**Aim:**
Count the lines in the entries below that contain the string "planter", where upper and lower case must match. Reply with the number only.

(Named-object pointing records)
+++
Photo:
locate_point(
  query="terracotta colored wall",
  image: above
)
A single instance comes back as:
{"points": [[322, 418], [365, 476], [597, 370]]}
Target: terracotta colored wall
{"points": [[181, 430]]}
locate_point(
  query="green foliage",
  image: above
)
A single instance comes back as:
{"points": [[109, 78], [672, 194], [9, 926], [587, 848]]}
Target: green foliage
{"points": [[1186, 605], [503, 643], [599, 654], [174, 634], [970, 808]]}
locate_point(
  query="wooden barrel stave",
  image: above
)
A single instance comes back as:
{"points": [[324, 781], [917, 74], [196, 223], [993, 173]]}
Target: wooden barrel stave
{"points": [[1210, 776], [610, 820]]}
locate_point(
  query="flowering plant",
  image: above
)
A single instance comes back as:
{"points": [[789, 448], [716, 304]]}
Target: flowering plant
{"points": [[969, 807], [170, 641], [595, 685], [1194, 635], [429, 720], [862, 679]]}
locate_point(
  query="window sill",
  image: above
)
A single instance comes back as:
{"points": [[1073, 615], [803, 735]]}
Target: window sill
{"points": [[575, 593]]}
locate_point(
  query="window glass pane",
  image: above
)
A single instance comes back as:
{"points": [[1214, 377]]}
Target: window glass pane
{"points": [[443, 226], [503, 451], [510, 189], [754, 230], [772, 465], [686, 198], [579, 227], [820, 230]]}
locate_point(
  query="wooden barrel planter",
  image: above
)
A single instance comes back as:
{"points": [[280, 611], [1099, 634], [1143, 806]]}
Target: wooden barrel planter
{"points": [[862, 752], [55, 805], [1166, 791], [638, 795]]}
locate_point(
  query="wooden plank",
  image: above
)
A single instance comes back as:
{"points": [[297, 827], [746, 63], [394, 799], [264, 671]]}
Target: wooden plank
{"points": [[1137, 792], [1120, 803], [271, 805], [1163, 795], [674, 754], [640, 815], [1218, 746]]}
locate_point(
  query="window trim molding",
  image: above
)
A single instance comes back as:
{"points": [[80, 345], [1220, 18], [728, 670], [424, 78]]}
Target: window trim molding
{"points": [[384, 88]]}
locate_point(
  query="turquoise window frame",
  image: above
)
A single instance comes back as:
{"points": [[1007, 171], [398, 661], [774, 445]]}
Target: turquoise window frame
+++
**Finished answer:**
2